§ Задание
Откуда епископ Николай смотрел открытие памятника Пушкину, если верить отрывку о Пушкинских торжествах?

§ Отрывок текста
----------------

Великие рыбы - Сухбат Афлатуни
Перед смертью, как сообщал очевидец, было ей видение. «Старушка Перлова… в течение получаса разговаривала с оптинскими старцами, называя их поименно. Дети думали, что она бредит, и всячески лаской старались успокоить ее, а она, переводя на них совершенно ясный взгляд, говорила: „Ну как вы не понимаете, как там хорошо…“»
Николай
Начало июня 1880 года.
Москва готовится к Пушкинским торжествам. Кульминацией праздника станет открытие памятника поэту на Страстной. Событие это было не раз описано очевидцами.
«В день открытия памятника, – вспоминал один из них, Алексей Сливицкий, – с самого раннего утра не только площадь перед Страстным монастырем, но до половины и прилегающие к ней бульвары, Тверской и Страстной, а также и самая Тверская в ту и другую сторону были битком набиты народом… Но вот обедня кончилась, загудели колокола, – из монастырских ворот показалось духовенство и направилось к памятнику для его освящения. Церковный обряд кончен… И вот пала завеса, площадь дрогнула от потрясающих криков „ура“, заглушающих звуки оркестра… и живыми глазами, задумчиво глядел Пушкин на ликующих потомков».
А вот другое описание, другой ракурс.
Взгляд не со стороны запруженной толпами площади, а из монастырских стен.
«…Потом с преосвященным Алексием – в Страстной монастырь. Дорогой – множество народу у памятника… После обедни я с колокольни смотрел открытие памятника. Казалось, что вот-вот Пушкин сойдет с пьедестала и пойдет среди бесчисленной толпы, собравшейся у его подножия. Музыка; речь; снятие покрывала в два приема (причем – „ура“ народа)… Но Пушкин стоял со склоненной головою, как будто он виноват перед народом или он думает о суете всего происходящего».
Автор этих строк – епископ Ревельский и Японский Николай, прибывший в 1879 году из Японии для сбора пожертвований на нужды растущей Японской православной церкви, основателем которой он являлся. Отрывок взят из его дневника; вел он его с молодости и до последних своих дней.
Выходец из низов, сын сельского диакона, святитель Николай был человеком редкой образованности. Его собеседниками были Федор Достоевский и Владимир Соловьев; он описывает, например, как Достоевский интересовался особенностями принятия христианства у японцев. («Лицо резкое, типичное, глаза гордые, хрипота в голосе» – так обрисовал епископ облик писателя.)
Дневники святителя Николая полны точными психологическими характеристиками, откликами на события в России и Японии, прозрачными пейзажными зарисовками…
Вот описывает он начало дня в Троице-Сергиевой лавре: «Когда зазвонили, с наслаждением купался в звуках дивного лаврского Царь-колокола в четыре тысячи пудов. Звуки – чистые, густые, заставляющие воздух дрожать» (29 мая 1880 года).
А вот уже другое утро, в Японии, – епископ навещает отдаленные православные приходы на севере страны.
«Часов в 6½, простившись с христианами в церкви, отправились в Санума… Местность прелестнейшая, лощина, где все рисовые поля; по горам роскошная растительность; ехали среди беспрерывного пения соловьев (и кваканья лягушек, впрочем). Дорога гористая, часто приходится выходить из тележки и плестись по грязи пешком» (26 мая 1881 года).

----------------

§ Материал

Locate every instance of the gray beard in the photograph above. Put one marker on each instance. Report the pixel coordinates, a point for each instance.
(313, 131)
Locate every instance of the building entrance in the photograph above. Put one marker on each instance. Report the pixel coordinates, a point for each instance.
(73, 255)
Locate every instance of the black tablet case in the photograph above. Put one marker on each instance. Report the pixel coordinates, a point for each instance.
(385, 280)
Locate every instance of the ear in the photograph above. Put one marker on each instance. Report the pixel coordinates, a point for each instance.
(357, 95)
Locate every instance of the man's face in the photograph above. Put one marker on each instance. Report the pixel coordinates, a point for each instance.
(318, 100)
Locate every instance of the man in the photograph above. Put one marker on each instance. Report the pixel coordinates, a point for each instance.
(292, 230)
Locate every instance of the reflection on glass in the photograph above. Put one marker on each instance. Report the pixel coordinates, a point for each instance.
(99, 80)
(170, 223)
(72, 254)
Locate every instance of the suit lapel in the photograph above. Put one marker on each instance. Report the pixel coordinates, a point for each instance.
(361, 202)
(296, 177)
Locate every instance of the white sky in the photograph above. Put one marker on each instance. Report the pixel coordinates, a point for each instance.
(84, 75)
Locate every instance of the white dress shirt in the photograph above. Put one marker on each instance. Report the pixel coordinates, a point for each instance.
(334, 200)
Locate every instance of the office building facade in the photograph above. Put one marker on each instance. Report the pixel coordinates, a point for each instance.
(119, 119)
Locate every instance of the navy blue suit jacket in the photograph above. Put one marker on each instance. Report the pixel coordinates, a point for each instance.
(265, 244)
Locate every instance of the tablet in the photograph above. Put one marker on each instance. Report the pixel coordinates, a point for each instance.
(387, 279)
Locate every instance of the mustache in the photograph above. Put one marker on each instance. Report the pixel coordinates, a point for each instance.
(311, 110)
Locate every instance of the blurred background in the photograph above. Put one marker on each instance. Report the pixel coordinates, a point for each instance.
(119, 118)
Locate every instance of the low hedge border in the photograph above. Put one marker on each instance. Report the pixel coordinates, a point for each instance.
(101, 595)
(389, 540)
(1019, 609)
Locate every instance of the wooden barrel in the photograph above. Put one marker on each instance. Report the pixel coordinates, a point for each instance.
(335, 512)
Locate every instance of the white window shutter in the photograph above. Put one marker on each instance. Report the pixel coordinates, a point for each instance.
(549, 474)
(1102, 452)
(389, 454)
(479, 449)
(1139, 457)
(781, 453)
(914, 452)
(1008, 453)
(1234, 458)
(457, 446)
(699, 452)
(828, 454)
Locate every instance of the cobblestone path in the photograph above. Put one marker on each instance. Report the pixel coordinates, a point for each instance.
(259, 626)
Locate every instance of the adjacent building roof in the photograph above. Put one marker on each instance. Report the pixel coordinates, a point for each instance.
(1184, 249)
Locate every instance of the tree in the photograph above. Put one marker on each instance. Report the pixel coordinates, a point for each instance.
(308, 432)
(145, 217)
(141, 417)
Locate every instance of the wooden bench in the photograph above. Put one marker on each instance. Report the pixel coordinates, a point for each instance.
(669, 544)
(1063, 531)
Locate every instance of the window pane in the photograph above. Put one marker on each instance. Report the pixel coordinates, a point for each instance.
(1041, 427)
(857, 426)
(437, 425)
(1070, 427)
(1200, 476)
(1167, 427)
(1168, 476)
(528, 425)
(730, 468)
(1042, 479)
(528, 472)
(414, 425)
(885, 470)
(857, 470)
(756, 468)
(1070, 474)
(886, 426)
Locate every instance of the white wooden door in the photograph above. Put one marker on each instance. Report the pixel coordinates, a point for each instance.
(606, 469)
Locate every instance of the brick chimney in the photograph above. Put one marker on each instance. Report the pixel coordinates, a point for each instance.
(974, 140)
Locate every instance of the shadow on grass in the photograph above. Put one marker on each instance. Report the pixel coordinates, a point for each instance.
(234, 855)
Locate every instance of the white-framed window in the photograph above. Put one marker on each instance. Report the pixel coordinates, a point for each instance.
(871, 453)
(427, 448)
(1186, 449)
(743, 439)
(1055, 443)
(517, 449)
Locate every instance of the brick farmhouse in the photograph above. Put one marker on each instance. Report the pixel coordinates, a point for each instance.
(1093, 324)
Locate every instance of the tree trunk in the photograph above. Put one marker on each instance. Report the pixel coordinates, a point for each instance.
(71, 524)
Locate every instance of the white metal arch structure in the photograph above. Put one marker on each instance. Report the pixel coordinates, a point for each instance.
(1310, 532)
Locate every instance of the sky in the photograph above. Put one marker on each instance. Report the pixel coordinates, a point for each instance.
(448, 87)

----------------

§ Ответ
С колокольни Страстного монастыря.